- _Task instructions_
Every record that follows should be printed verbatim.

- _Dataset entries_

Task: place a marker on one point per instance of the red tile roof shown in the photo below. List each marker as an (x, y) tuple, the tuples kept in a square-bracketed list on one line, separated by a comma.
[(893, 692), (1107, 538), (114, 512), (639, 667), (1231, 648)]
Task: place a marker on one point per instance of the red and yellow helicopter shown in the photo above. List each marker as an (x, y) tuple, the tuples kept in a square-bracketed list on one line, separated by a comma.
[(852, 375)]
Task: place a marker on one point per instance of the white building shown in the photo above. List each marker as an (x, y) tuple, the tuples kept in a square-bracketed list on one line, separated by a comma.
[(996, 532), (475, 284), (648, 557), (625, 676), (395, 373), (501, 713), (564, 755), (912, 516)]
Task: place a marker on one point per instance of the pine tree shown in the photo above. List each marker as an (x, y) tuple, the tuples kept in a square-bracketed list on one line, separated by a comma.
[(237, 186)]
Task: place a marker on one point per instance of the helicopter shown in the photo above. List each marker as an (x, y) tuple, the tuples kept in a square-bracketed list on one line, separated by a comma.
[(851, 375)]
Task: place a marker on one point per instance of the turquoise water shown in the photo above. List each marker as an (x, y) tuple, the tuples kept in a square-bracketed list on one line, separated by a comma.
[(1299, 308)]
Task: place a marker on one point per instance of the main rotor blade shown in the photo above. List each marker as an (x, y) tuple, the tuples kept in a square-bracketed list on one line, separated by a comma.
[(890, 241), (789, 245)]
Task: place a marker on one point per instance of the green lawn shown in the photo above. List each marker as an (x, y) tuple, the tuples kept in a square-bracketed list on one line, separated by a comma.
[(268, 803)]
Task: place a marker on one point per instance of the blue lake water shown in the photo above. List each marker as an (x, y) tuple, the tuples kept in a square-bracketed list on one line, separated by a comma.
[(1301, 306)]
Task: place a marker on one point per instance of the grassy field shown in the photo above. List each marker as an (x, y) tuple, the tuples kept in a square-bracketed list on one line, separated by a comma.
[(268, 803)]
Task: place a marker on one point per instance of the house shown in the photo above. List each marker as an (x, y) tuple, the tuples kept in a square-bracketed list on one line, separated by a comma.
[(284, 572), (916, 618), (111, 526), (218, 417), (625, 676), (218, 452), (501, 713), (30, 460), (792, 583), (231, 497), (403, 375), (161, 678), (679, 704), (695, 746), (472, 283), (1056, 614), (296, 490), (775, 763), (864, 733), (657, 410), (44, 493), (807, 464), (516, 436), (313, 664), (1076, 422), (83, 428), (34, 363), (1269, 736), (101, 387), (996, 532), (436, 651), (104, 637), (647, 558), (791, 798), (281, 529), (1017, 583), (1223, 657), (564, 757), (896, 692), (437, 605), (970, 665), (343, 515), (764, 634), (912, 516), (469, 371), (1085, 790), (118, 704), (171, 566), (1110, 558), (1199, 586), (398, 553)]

- _Answer box_
Task: place a marker on one point per instance of the red tile roof shown in the photo below. List each marker as an (x, y) tuple, the tuples kept in a square-bracketed list on one line, separated by a comma.
[(893, 692), (1107, 538), (114, 512), (639, 667), (1231, 648)]
Task: place a marker on one point per instance of the red and yellow helicopter shown in the photo above. List each marker as an (x, y) tuple, the tuples kept in a square-bracketed list on one line, separated by a comma.
[(852, 375)]
Task: place a marker on one point per instance of the white building shown in the photo above. List each marker as an (x, y) tuple, the tuples kept in a square-bracketed list on one line, separated by a comma.
[(996, 532), (475, 284), (648, 557), (625, 676), (395, 373), (501, 713), (564, 755), (912, 516)]
Task: place a marker on one point per instance of the pine tree shown in the photo above. List each marker as an (x, y) tuple, the tuples kept in a square-bracketed list on one line, separated by a comma.
[(237, 186)]
Task: place a marker on one point per instance of the helicopter shown in the photo above. List each marker as an (x, y) tuple, the tuples kept in a square-bracketed list on one line, separated by a comma.
[(851, 375)]
Task: place a marker on one point per instance of the turquoise water shown in the photo above. List each marker as an (x, y) tuple, the tuples kept in a square-bracketed list on one line, separated by a comma.
[(1299, 308)]
Task: place a marker on one point per instance of the main rotor blade shown in the photo above. List each marker as an (x, y) tuple, the tuples kept in a square-bracketed list on one line, separated by a comma.
[(890, 241), (789, 245)]
Task: place a marker on one point per instance of the green lawn shown in the photo above. List each marker as an (x, y) tuple, the tuples kept in a square-bracketed list on one line, separated by a comma.
[(268, 803)]
Task: place a marker on one point per instance of the blue lake water shown in the photo above. List each marker as an (x, y) tuple, the tuples kept in a square-bracketed list on one line, separated by a comma.
[(1301, 306)]
Task: place a marker on one point per instance of the grassy field shown in the photo above. List each marker as an (x, y) tuple, the tuples kept in a square-bracketed list on one line, separated by a comma.
[(268, 803)]
Task: place a marker on one point per instance of the house shown in the photo above. List each marker as an (x, y) tuple, the tuples kept in a square-bracketed list on one line, separated by a comma.
[(284, 572), (916, 618), (111, 526), (218, 417), (625, 676), (218, 452), (501, 713), (30, 460), (792, 583), (231, 497), (403, 375), (161, 678), (679, 704), (695, 746), (472, 283), (1056, 614), (296, 490), (775, 763), (864, 733), (657, 410), (44, 493), (807, 464), (516, 436), (313, 664), (1076, 422), (83, 428), (34, 363), (1269, 736), (101, 387), (996, 532), (436, 651), (104, 637), (647, 558), (791, 798), (281, 529), (1017, 583), (1223, 657), (564, 757), (896, 692), (437, 605), (970, 665), (343, 515), (764, 634), (912, 516), (469, 371), (1085, 790), (118, 704), (171, 566), (1110, 558), (1199, 586), (398, 553)]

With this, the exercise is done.